**TEXT SHOWN:**
######
The Funny Side

I can now laugh at some of the things I thought and did when I had a nervous breakdown and developed a schizophrenic illness though, at the time, some of these things were harrowing.

When I first started becoming ill in the summer of 1992, aged 24, I started to develop irrational, confused and delusional thoughts. One day my mum cooked curry on a Friday night for dinner, and after I’d eaten it I became confused and terrified thinking the Chinese family who ran our local chip had put a curse on me, because in England, Friday is the traditional day that people eat fish and chips.  I then started doing headstands against my living room wall, with my head in a bowl, trying to make myself vomit the curry I’d eaten.

Another time I thought I’d overdosed on jelly.  When I’d been a teenager in prison I’d assaulted a prison officer called Mr Bird, by throwing a bowl of hot water over him ( Which I’m sorry about now )  Then when I got ill years later, I opened a box of Birds trifle and added hot water to the jelly mix, believing I was being psychically controlled by the Bird family, and I then drank the liquid jelly and then laid down terrified thinking I was going to die because the jelly would set in my stomach and block up my intestines.  And I contemplated knocking on my neighbour Lynn’s door and asking her to call an ambulance because I’d overdosed on jelly.

When I was in Springfield psychiatric hospital, an old girlfriend got in contact with me and I resumed my relationship with her.  Years before, she’d also been in hospital with schizophrenia and she’d had electric shock treatment.  And when I was in her house, she’d smoke cannabis every day and play her music loud.  She always looked high and I thought she was buzzing and getting energy from the electricity used to power her music, because she’d had electric shock treatment all those years ago.
######
**DATA FOR REVIEW:**

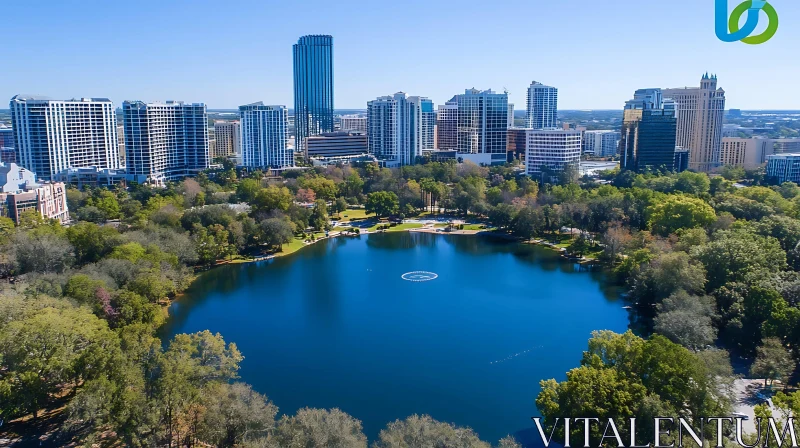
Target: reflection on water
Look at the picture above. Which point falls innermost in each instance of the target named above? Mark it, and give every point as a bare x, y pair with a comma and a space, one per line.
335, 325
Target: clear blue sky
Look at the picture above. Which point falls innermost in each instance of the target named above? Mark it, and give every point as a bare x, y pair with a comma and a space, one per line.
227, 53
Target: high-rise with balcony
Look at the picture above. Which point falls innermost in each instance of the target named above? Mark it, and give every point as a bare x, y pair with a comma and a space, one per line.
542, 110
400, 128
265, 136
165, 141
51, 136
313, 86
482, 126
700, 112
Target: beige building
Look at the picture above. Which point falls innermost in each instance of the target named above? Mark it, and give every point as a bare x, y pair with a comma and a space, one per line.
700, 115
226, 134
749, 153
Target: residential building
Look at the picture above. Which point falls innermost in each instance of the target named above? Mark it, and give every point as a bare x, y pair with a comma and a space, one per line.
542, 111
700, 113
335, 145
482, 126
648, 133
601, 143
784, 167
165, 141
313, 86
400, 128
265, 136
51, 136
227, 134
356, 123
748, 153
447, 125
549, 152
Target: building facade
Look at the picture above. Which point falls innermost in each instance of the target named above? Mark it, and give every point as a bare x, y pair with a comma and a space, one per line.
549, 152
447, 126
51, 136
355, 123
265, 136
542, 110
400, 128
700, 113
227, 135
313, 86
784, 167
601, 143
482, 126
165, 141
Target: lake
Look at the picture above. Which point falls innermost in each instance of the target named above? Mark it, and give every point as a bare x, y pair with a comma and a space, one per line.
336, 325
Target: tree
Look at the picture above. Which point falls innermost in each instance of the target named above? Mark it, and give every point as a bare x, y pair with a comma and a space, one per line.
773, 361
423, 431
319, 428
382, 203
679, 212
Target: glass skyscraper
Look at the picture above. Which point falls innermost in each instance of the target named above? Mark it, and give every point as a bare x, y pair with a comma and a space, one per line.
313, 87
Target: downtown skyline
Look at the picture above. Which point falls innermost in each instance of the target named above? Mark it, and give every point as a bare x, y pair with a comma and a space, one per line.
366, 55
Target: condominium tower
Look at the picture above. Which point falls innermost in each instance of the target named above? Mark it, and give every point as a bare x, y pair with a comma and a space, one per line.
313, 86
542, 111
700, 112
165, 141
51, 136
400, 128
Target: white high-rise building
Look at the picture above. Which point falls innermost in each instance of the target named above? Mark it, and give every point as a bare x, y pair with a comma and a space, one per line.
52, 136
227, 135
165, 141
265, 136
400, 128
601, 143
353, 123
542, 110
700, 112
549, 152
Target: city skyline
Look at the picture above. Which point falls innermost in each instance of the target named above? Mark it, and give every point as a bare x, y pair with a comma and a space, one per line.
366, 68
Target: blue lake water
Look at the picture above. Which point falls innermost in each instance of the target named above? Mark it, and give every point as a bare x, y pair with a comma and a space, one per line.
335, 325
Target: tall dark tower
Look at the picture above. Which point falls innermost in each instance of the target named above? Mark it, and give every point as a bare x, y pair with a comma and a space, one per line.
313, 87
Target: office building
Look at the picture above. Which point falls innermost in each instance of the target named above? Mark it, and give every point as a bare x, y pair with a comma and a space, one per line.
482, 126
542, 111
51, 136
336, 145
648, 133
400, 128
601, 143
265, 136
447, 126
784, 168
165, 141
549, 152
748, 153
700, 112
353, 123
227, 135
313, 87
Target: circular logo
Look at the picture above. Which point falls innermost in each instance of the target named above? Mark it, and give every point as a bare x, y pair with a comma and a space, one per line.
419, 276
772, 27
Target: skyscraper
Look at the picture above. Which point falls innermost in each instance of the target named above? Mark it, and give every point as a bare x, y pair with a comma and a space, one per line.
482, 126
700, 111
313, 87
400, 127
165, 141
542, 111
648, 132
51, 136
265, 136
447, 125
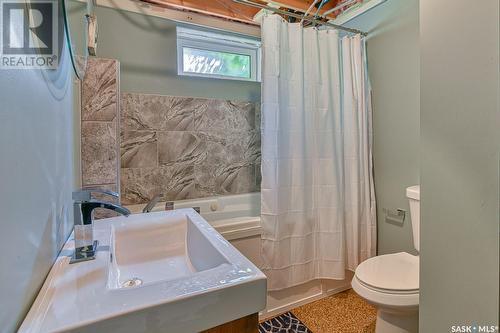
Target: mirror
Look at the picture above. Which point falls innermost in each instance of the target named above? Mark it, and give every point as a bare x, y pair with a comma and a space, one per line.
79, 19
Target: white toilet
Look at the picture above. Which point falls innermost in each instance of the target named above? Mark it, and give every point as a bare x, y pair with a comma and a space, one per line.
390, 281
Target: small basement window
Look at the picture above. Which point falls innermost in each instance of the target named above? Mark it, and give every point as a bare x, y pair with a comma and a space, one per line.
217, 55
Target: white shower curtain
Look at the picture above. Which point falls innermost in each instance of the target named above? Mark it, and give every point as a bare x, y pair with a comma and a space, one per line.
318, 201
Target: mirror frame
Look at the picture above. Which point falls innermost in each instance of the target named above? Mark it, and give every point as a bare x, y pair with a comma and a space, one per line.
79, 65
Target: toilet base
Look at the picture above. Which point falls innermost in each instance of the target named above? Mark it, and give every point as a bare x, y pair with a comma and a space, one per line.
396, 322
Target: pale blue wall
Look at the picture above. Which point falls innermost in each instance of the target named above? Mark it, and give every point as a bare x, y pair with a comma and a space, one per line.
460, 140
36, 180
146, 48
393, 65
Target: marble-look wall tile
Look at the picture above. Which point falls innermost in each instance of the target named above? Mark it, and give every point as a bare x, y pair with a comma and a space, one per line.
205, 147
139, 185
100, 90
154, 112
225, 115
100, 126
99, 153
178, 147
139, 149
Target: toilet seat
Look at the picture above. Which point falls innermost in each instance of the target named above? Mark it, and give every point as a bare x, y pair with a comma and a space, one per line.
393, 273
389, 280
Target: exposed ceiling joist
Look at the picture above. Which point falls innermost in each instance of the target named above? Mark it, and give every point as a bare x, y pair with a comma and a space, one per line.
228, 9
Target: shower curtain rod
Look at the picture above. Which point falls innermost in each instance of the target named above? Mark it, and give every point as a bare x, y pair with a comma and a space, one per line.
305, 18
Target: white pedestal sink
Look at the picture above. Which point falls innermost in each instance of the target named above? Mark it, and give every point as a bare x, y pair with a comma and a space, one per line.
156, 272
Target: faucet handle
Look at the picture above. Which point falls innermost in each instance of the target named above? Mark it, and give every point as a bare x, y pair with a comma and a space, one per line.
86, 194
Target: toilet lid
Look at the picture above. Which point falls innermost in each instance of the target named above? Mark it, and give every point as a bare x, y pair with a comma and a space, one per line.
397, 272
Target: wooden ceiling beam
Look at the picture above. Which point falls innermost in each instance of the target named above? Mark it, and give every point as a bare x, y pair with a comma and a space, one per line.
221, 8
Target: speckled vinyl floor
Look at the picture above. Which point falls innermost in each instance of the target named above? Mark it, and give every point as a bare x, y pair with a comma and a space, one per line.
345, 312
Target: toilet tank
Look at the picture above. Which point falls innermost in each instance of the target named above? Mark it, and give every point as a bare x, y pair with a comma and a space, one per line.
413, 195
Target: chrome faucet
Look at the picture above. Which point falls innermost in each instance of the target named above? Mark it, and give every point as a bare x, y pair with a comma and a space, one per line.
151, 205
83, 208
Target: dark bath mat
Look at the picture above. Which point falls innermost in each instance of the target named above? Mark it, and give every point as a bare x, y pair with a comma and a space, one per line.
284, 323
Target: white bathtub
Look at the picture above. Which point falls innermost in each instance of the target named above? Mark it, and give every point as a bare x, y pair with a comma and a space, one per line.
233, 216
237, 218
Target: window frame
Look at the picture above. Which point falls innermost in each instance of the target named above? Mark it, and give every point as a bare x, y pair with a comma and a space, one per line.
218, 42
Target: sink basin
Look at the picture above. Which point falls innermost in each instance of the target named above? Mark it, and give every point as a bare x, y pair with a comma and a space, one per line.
######
**APPLY WHAT YOU READ:**
1. In the mental illness account, how old was the writer when first becoming ill?
2. Resume the mental illness account, writing on from its final sentence.

**EXERCISE RESPONSES:**
1. 24, in the summer of 1992.

2.
Something else I also used to do sometimes, more than 18 years ago before becoming a Christian again started making me more sane, was sometimes get my haircut twice in one day.  I would go to a barbers, and if I didn’t like my haircut, I’d go home, wash my hair, dry it, then go to another barbers to get it cut again.  And in the second barbers I would always feel a bit paranoid, wondering if the barber knew I’d earlier already had my haircut, because I had no split ends and my hair was already so neat.

Some people might think it’s in bad taste to joke about mental illness, and at the times of experiencing the things I’ve mentioned, I didn’t think it was funny.  However, now I’ve made so much progress with my recovery, I’m now able to look back on some of the things I did and experienced, and laugh at myself.  And I believe laughter is the best medicine.